* _Directions for this task_:
Where the word "number" appears in a line below, copy the whole line.

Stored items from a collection

::::::::

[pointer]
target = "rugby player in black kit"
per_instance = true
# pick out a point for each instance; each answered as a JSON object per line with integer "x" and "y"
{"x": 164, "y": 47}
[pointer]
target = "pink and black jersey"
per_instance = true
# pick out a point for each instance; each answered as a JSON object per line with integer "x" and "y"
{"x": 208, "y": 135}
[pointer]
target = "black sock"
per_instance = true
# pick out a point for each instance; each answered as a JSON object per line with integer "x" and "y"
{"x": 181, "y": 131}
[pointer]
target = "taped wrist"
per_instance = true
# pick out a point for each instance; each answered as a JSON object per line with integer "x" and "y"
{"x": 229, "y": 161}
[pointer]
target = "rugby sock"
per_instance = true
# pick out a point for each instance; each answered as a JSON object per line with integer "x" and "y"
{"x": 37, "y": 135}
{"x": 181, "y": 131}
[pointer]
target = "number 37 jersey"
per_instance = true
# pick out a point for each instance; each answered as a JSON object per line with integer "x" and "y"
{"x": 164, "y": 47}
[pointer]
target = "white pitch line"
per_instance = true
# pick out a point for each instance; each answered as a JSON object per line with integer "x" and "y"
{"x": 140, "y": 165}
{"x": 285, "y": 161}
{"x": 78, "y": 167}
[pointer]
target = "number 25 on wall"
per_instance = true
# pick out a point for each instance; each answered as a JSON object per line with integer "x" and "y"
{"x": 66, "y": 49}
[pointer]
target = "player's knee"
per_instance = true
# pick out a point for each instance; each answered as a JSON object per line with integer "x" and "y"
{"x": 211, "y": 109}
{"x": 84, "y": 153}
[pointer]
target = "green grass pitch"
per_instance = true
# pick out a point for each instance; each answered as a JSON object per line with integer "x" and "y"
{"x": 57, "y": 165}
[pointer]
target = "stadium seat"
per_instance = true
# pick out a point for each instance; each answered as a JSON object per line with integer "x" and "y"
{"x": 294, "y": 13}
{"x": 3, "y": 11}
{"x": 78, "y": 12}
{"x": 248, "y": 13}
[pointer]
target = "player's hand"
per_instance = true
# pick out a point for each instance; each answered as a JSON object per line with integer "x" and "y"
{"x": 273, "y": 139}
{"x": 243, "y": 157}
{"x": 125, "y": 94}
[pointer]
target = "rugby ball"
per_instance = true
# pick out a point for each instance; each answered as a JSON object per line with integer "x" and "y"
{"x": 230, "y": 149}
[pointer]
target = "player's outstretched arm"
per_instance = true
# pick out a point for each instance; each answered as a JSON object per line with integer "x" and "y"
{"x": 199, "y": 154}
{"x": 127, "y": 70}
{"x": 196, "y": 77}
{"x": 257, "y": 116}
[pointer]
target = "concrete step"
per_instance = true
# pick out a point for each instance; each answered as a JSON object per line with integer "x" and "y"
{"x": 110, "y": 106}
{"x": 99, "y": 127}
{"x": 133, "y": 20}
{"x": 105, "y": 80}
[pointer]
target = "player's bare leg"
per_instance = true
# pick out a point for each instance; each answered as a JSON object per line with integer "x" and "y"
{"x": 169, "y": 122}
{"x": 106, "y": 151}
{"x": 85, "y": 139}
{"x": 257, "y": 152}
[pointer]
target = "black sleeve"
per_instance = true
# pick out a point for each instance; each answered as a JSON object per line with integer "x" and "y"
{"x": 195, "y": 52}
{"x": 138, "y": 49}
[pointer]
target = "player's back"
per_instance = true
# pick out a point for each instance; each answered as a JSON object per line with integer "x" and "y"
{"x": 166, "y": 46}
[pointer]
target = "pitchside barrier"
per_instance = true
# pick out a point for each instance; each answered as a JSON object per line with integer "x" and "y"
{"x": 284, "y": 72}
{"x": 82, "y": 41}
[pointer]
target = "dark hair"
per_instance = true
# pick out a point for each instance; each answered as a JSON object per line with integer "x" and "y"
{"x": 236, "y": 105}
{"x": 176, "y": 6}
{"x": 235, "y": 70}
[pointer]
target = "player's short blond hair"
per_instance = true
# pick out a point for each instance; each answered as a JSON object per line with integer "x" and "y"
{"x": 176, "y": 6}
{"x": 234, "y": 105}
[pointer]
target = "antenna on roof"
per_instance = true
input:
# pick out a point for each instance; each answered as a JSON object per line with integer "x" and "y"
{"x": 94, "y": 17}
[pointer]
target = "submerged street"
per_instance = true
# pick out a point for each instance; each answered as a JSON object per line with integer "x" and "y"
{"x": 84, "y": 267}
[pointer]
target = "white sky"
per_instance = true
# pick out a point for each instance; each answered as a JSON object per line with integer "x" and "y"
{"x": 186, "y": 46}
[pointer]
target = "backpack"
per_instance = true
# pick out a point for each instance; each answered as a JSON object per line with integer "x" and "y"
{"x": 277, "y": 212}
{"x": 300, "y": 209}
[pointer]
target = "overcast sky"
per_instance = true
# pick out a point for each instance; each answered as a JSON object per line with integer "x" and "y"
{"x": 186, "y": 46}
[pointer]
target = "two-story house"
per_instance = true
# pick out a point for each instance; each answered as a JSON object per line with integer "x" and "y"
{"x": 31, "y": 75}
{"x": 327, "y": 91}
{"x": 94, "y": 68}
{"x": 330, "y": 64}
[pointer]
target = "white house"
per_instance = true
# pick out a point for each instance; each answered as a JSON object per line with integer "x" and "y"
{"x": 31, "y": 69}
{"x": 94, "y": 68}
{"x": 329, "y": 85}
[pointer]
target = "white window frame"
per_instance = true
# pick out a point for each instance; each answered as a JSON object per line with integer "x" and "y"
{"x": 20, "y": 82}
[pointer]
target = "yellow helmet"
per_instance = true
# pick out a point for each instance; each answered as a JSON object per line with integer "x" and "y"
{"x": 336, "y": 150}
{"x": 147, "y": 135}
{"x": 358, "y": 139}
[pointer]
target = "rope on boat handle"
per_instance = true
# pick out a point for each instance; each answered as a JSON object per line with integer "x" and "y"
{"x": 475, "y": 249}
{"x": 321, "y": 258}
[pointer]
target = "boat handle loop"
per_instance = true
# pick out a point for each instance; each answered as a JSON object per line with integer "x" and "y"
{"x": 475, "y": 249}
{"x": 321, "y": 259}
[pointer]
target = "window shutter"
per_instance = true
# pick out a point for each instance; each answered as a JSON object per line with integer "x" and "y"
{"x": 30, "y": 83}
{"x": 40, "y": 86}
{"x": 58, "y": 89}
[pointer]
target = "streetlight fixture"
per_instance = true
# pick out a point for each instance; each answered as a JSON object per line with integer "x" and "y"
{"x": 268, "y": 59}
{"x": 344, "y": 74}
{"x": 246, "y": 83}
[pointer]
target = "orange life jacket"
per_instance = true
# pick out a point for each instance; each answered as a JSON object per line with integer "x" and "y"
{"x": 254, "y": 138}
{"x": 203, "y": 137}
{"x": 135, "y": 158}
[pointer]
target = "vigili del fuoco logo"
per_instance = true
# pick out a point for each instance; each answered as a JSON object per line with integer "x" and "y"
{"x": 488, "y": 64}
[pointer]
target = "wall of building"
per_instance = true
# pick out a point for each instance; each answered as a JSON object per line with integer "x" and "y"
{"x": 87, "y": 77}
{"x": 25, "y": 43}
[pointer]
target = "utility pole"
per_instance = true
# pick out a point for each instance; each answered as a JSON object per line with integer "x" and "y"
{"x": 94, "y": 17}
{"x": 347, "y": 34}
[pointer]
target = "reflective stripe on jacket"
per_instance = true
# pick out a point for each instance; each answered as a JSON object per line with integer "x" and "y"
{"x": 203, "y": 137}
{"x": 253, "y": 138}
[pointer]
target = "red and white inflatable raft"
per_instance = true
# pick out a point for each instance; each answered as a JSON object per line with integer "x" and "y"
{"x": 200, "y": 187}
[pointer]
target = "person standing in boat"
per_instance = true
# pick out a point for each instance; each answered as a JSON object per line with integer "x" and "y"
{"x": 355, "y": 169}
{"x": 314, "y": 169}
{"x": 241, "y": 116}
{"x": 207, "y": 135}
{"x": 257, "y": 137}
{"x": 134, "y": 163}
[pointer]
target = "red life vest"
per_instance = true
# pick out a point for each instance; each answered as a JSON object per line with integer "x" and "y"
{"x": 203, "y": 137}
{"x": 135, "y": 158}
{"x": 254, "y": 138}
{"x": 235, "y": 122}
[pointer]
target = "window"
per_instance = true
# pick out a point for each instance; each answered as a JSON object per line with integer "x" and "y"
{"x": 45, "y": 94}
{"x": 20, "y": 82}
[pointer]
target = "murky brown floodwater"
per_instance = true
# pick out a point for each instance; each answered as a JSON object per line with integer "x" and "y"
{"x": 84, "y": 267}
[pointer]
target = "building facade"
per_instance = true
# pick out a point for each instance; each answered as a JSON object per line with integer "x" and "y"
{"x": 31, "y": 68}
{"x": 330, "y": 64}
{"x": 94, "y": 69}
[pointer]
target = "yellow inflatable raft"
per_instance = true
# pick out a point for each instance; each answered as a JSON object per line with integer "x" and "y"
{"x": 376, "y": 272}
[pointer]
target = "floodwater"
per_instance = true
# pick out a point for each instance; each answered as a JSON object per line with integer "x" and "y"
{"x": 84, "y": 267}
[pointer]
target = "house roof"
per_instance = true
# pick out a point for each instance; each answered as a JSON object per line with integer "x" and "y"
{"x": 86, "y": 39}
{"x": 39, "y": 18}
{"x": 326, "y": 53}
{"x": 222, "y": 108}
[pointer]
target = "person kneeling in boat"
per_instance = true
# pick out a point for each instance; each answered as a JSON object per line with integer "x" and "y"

::::::::

* _Solution for this exercise_:
target = "number 37 jersey"
target = "number 25 on wall"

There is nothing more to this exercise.